▸ Your task: The reply is to be an exact repetition of the entries that follow, with each picture left out.

▸ Available records:
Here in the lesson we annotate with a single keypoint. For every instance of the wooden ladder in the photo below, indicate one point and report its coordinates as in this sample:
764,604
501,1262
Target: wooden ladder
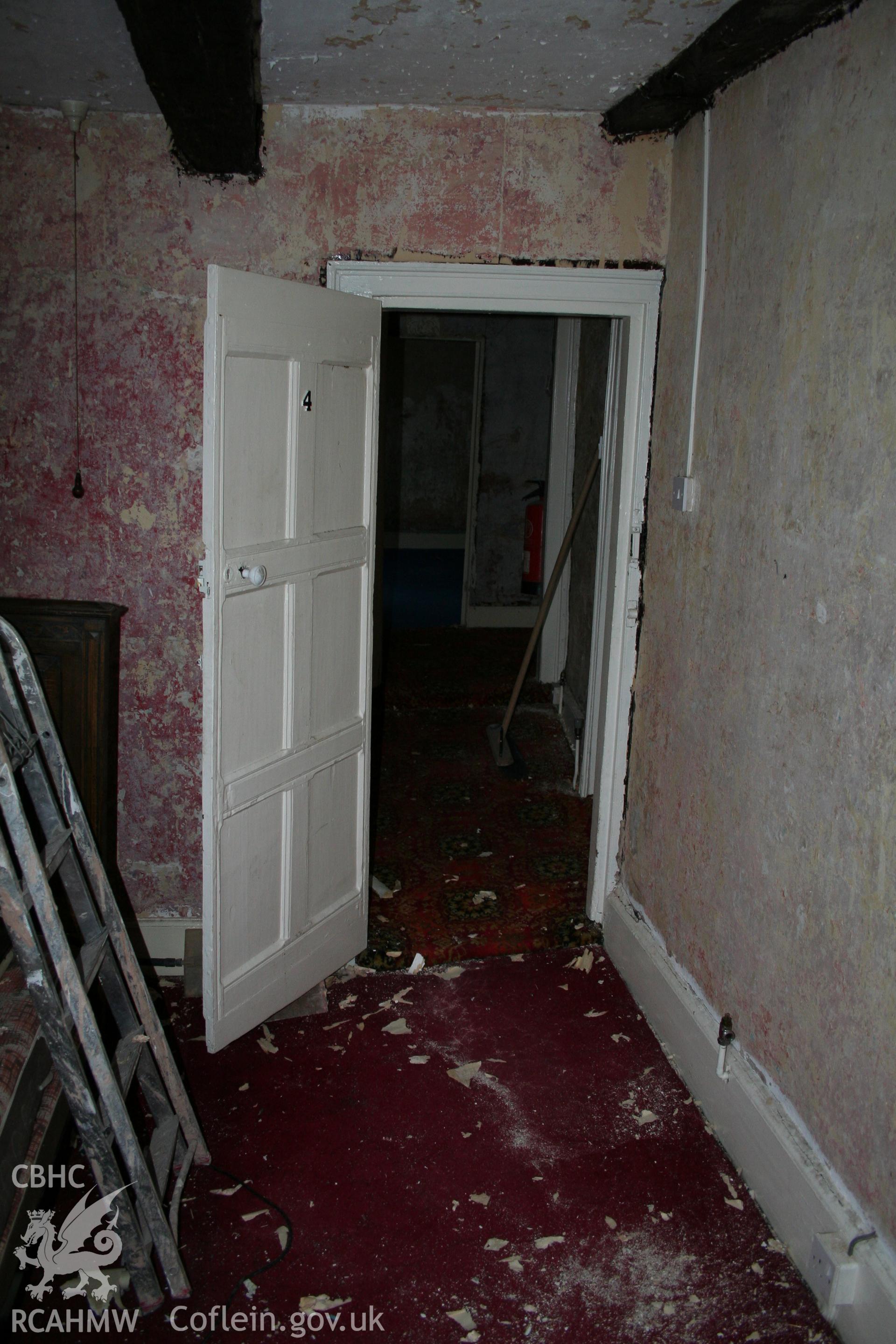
96,1011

▸ Written solution:
Here in the lesson we annotate with a single keypoint. For every instance of the wooden ladder in the photo below, indicate one point and report its coordinates as in this sample:
764,604
501,1262
Target: wooden ladder
96,1011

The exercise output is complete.